TASK DESCRIPTION - Find the line containing "the red and". Reproduce it and every line after it up to the end of the records, exactly as written.

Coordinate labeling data

- - - - - - -

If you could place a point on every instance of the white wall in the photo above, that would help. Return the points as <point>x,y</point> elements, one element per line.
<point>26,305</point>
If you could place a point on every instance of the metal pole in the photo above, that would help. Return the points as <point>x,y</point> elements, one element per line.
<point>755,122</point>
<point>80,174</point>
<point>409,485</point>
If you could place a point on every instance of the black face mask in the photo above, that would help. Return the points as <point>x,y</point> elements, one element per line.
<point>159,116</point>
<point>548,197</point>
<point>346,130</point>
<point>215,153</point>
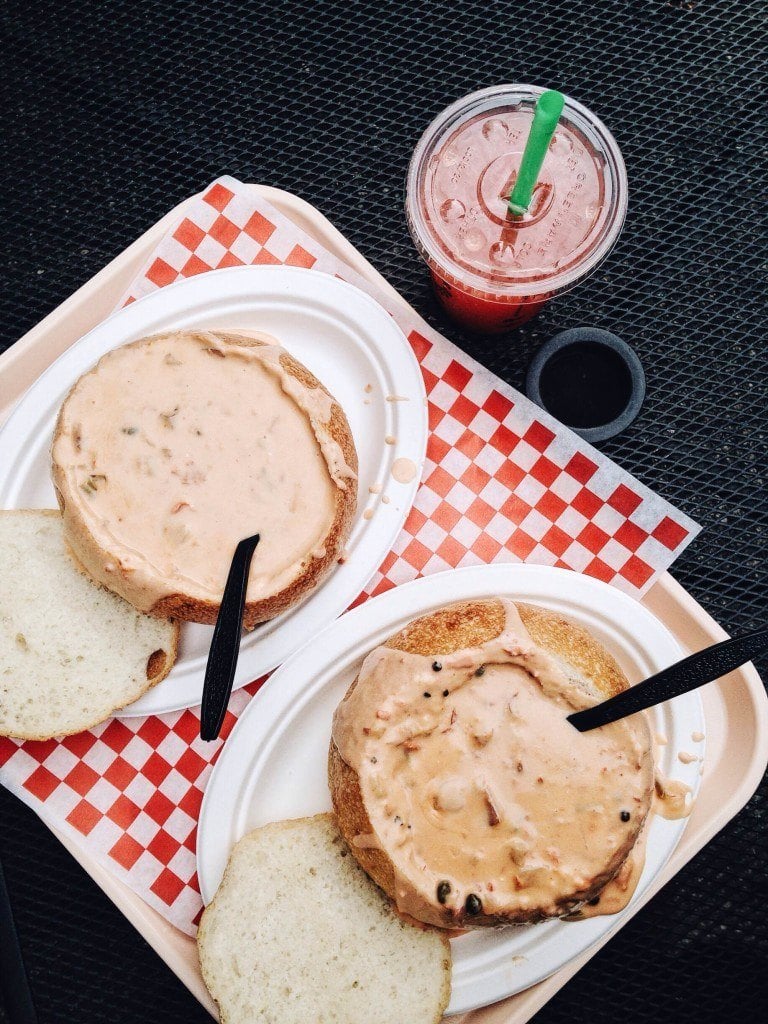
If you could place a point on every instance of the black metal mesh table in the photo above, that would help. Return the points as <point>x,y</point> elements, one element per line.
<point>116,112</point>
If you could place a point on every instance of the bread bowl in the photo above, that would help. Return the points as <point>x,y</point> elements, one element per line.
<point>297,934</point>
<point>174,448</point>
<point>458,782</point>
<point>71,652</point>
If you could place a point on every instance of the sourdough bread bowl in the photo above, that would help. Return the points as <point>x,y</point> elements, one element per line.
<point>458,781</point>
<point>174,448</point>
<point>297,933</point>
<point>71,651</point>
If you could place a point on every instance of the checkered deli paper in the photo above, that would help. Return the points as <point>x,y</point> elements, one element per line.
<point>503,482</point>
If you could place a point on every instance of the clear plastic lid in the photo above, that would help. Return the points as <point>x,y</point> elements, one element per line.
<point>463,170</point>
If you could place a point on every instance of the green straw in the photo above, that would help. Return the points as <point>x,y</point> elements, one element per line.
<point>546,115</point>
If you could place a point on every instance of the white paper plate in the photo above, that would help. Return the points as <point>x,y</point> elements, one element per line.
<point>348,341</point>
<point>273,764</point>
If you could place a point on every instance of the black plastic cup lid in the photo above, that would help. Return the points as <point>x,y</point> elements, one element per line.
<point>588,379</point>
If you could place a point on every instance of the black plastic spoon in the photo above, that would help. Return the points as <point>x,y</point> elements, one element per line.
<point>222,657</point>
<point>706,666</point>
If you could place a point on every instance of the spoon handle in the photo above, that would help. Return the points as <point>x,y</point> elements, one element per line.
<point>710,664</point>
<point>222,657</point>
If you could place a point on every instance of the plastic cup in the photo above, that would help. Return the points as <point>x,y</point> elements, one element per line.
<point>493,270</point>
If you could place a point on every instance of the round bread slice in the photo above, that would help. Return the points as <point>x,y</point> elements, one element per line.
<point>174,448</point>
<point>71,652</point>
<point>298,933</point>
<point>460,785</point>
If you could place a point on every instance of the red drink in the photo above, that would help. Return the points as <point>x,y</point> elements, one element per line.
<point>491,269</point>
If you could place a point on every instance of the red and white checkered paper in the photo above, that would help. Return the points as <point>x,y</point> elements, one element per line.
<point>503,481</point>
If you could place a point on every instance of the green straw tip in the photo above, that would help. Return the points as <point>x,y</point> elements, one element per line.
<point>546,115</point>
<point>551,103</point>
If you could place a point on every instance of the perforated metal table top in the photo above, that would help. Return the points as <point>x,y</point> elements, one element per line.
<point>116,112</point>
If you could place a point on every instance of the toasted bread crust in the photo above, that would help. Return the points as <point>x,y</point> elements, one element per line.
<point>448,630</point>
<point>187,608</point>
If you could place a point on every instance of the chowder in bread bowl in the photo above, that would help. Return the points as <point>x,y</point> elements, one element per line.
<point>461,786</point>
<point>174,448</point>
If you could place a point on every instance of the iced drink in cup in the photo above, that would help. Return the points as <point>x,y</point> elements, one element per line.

- - - - - - -

TASK ANSWER -
If you could place a point on every instance of the red and white checkered paper in the photo above, that would help. Return the points as <point>x,y</point> elements, one element per line.
<point>503,481</point>
If you could place a point on every instance of the green straw tip in the photo above, that would help. Return the points as <point>x,y</point> elements, one element per line.
<point>546,115</point>
<point>551,103</point>
If you could place a point on every instance of the perforated metal table top in the photo above, that would help. Return the points as <point>x,y</point> elements, one element per line.
<point>116,112</point>
If you could place a point on every instance of the toasted bread crust in the photo above, that would help. Return the points as <point>x,y</point> elements, one element per line.
<point>448,630</point>
<point>187,608</point>
If you could place a point on every instance of the chowder in bread bowl in the photo above, that would help. Return the points as <point>x,y</point> elements, one element per line.
<point>461,786</point>
<point>174,448</point>
If you could place a point on every instance of the iced drink in cup in the photo above, that would help. Return the points as <point>x,y</point> elements, one element per line.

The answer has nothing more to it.